[Start of section]
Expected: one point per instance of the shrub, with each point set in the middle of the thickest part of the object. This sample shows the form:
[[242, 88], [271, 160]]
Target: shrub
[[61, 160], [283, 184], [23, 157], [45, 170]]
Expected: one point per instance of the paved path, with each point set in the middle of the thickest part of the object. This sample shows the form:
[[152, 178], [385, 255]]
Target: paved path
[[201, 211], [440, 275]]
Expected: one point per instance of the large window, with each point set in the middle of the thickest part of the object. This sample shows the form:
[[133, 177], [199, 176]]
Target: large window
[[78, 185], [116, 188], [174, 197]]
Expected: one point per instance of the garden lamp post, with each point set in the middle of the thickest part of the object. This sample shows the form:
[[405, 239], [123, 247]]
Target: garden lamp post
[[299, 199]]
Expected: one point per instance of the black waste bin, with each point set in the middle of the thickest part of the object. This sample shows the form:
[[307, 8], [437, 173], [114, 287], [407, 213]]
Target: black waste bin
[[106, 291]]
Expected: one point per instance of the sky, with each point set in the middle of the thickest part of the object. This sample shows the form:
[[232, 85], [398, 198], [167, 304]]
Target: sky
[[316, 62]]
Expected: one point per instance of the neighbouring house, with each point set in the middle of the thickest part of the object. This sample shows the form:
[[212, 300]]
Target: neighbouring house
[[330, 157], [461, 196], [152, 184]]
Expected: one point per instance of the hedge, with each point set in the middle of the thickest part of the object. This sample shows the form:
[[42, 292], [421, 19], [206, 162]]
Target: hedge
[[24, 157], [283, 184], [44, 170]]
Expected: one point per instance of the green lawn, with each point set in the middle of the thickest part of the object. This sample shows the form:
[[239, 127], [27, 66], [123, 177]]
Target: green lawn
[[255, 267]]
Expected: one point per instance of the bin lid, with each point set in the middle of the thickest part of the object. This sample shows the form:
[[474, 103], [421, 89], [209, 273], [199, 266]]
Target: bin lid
[End of section]
Problem requirements
Each line of the data is to be retyped exactly as shown.

Written response
Expected: one point per instance of the shrub, with each point set in the middle of the thickest part of the object. This sample shows the form:
[[242, 88], [271, 160]]
Target: shrub
[[61, 160], [283, 184], [23, 157], [45, 170]]
Expected: one point per instance of the paved path, with each point set in the middle of the thickest part of the object. This sample shows the form:
[[152, 178], [385, 255]]
Target: paved path
[[201, 211], [440, 275]]
Expected: one point per instance of the large window, with each point set in the middle of the thickest part of the object. This sample shows the form:
[[133, 177], [199, 176]]
Target: large window
[[78, 185], [116, 188], [174, 197]]
Expected: one point per instance of the garden lamp post, with each point set in the middle of the thickest part of the object. This sample shows the form:
[[405, 239], [123, 247]]
Target: garden lamp post
[[299, 199]]
Expected: one point per instance of the black waste bin, with each point set in the middle of the thickest part of the object. This sample shows the form:
[[307, 8], [437, 173], [114, 287], [407, 213]]
Target: black waste bin
[[106, 291]]
Expected: one point per instance of the sky, with each point set in the middle of the thickest part of the object. This sample shows the form:
[[232, 85], [398, 198], [167, 304]]
Target: sky
[[316, 62]]
Expected: one point per instance of the neighbouring house, with each point set in the middle of the thickest part of the object. This sample shows the form:
[[212, 300]]
Target: neighbouring house
[[330, 157], [461, 196], [152, 184]]
Expected: one point per instance of the hedge, with each point set in the middle of the thickest part of the object. This sample shows the form:
[[42, 292], [421, 19], [206, 162]]
Target: hedge
[[24, 157], [283, 184], [44, 170]]
Expected: one point per instance of the green lawn, with each point set in the middle of the thickest part of the object. This sample shows the form:
[[239, 127], [27, 66], [123, 177]]
Target: green lawn
[[255, 267]]
Expected: one point per instance of the bin lid, with each point set in the middle of the thickest part of the object. This sample shows the form:
[[474, 103], [421, 89], [209, 273], [199, 266]]
Target: bin lid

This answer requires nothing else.